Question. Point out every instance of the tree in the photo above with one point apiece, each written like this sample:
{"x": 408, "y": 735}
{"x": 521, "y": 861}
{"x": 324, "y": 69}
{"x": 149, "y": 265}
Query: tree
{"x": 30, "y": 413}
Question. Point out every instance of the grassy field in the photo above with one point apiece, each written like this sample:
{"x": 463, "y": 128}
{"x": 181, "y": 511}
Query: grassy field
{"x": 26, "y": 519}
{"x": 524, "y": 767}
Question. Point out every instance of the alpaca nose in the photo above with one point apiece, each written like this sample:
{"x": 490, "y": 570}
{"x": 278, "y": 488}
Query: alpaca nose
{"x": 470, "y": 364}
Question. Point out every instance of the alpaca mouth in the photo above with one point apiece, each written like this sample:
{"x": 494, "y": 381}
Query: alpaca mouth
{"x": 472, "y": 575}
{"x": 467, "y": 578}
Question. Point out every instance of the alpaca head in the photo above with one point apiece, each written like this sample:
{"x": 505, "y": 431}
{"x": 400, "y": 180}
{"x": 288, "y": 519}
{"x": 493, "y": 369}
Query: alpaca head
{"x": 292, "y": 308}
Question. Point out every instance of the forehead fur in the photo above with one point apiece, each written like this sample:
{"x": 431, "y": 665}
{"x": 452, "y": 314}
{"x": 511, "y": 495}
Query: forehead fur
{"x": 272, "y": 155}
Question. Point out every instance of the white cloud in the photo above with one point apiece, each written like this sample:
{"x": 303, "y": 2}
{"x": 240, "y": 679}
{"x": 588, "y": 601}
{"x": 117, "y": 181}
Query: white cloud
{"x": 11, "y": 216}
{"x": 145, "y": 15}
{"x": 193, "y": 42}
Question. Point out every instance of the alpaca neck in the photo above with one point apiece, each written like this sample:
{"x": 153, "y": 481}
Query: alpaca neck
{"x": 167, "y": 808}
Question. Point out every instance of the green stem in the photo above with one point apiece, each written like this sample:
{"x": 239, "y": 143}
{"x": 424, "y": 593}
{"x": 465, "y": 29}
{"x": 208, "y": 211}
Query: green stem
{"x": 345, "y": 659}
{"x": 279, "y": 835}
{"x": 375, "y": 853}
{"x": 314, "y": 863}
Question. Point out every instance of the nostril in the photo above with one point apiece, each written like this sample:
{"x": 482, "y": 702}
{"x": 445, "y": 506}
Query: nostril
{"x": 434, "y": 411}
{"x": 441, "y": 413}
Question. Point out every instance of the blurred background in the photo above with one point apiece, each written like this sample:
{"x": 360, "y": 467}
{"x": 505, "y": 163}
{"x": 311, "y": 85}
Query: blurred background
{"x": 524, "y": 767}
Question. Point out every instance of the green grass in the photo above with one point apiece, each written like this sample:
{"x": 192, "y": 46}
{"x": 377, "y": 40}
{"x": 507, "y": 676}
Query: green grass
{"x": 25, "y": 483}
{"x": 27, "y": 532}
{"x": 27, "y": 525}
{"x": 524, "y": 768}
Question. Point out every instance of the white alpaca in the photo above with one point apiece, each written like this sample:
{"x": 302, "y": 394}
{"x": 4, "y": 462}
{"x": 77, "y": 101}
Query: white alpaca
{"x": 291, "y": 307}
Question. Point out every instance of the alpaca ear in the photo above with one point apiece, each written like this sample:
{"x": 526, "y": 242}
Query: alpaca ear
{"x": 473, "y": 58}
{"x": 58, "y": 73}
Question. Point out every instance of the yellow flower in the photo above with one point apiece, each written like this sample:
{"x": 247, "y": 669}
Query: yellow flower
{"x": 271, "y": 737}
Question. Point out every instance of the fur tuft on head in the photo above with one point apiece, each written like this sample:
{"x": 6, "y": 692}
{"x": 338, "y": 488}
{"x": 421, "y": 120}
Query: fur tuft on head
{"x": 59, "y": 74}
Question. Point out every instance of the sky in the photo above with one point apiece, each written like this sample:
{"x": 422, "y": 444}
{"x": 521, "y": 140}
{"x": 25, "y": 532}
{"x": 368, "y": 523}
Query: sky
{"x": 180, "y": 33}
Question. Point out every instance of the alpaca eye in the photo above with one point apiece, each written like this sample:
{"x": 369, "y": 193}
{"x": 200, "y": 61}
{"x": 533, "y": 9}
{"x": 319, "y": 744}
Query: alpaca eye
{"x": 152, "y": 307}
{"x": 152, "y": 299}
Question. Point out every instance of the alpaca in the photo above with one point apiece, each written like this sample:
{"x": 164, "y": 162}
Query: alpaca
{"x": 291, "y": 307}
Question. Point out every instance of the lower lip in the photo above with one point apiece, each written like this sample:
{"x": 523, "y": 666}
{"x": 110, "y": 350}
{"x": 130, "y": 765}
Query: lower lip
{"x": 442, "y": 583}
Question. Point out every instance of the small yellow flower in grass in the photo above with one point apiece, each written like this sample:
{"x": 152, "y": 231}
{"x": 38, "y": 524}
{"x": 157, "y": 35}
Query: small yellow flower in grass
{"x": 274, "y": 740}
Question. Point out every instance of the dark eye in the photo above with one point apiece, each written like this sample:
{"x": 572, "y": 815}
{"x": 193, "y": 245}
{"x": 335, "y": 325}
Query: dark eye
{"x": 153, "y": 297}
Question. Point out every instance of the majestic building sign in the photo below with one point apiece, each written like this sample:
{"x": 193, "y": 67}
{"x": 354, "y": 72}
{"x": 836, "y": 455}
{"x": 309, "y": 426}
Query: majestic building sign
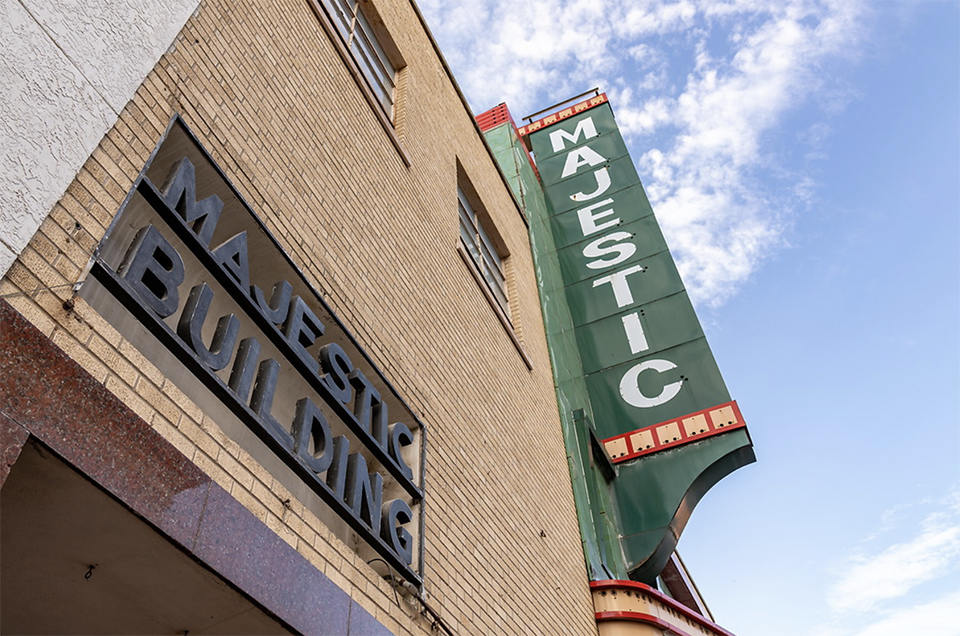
{"x": 649, "y": 424}
{"x": 189, "y": 259}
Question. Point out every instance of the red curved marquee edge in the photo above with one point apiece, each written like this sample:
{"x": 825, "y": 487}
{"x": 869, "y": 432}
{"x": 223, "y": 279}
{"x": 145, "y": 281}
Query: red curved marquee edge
{"x": 648, "y": 618}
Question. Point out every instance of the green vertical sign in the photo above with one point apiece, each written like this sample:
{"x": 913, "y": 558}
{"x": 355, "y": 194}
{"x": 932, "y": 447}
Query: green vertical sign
{"x": 651, "y": 387}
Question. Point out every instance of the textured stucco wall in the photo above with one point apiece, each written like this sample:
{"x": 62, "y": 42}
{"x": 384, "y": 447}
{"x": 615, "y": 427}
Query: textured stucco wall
{"x": 67, "y": 69}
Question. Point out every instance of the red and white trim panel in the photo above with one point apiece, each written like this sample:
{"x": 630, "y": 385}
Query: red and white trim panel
{"x": 549, "y": 120}
{"x": 630, "y": 601}
{"x": 683, "y": 430}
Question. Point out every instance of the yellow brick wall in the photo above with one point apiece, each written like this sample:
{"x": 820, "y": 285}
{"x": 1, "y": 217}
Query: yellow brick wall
{"x": 267, "y": 95}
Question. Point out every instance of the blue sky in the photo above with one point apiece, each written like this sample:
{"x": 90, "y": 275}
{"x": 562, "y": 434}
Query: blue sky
{"x": 803, "y": 157}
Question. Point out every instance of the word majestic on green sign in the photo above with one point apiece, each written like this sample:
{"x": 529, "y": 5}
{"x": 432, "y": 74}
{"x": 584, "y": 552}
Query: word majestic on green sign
{"x": 632, "y": 367}
{"x": 644, "y": 354}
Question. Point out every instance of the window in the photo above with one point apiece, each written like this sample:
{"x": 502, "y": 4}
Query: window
{"x": 483, "y": 252}
{"x": 368, "y": 49}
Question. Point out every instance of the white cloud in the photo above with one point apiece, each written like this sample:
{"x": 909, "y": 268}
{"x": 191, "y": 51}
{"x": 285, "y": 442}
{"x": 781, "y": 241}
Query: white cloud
{"x": 940, "y": 617}
{"x": 872, "y": 579}
{"x": 698, "y": 86}
{"x": 906, "y": 585}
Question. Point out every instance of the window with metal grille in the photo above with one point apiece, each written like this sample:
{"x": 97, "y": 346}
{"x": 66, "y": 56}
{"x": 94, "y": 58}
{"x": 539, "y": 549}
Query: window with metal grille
{"x": 366, "y": 48}
{"x": 483, "y": 252}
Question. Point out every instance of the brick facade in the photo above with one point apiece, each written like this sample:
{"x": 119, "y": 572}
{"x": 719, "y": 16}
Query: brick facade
{"x": 268, "y": 95}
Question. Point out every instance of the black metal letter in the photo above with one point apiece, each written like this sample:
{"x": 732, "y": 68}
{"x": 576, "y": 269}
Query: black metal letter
{"x": 400, "y": 436}
{"x": 191, "y": 323}
{"x": 232, "y": 256}
{"x": 262, "y": 400}
{"x": 310, "y": 422}
{"x": 154, "y": 269}
{"x": 337, "y": 474}
{"x": 336, "y": 368}
{"x": 364, "y": 492}
{"x": 180, "y": 194}
{"x": 276, "y": 309}
{"x": 395, "y": 514}
{"x": 369, "y": 409}
{"x": 302, "y": 329}
{"x": 241, "y": 377}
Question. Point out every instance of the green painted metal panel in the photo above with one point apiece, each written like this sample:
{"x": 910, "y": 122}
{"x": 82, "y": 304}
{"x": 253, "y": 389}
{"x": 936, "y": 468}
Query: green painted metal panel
{"x": 666, "y": 323}
{"x": 626, "y": 346}
{"x": 646, "y": 280}
{"x": 598, "y": 151}
{"x": 605, "y": 180}
{"x": 627, "y": 205}
{"x": 613, "y": 250}
{"x": 596, "y": 511}
{"x": 691, "y": 376}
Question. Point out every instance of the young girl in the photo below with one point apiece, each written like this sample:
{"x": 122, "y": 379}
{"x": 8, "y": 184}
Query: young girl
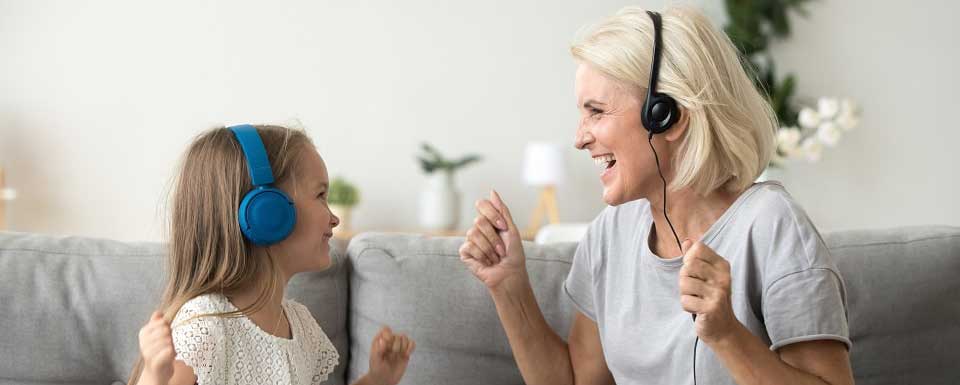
{"x": 249, "y": 211}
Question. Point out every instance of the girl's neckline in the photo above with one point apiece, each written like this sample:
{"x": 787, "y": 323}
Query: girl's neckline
{"x": 284, "y": 306}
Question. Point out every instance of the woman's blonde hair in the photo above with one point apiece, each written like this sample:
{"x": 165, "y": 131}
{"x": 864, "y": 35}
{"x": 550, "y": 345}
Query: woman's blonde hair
{"x": 207, "y": 253}
{"x": 731, "y": 132}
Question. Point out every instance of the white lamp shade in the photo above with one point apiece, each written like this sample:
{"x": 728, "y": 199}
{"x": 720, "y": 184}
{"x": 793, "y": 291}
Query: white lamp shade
{"x": 543, "y": 164}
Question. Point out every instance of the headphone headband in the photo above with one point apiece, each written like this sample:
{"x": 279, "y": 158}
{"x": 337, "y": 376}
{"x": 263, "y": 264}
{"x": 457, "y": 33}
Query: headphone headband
{"x": 655, "y": 67}
{"x": 257, "y": 163}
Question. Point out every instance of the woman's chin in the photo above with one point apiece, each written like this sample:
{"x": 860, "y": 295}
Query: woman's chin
{"x": 611, "y": 197}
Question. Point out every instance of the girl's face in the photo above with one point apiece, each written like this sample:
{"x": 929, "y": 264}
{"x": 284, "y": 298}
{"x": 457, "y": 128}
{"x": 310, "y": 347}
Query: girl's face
{"x": 308, "y": 246}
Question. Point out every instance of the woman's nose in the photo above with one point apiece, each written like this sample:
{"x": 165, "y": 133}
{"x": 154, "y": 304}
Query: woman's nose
{"x": 583, "y": 138}
{"x": 334, "y": 220}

------

**Exercise brief**
Please revise the part of the records that opens with the line containing "Question. Point out every instance of the headphone" and closes at the end of the records by replacing "woman's" with "lady's" everywhere in it. Leave everything else unchanged, and return only that part.

**Exercise output**
Question. Point out every instance of the headphone headband in the photo above with one point apiece, each written like this sample:
{"x": 279, "y": 158}
{"x": 337, "y": 376}
{"x": 263, "y": 264}
{"x": 457, "y": 33}
Query: headphone headband
{"x": 655, "y": 67}
{"x": 257, "y": 163}
Question. Point out every instance of the lady's chin in the photo above with one point apiece, each written like this sample:
{"x": 860, "y": 295}
Query: lady's chin
{"x": 611, "y": 197}
Question. Point out every instance of the girl's face in the photo above with one point apiece, each written like this sample:
{"x": 929, "y": 264}
{"x": 284, "y": 298}
{"x": 457, "y": 128}
{"x": 310, "y": 347}
Query: girl's face
{"x": 308, "y": 246}
Question. Point out every instance of the lady's nose in the photo above with one point apiece, each written like this sample:
{"x": 165, "y": 133}
{"x": 154, "y": 304}
Query: lady's nose
{"x": 583, "y": 138}
{"x": 334, "y": 220}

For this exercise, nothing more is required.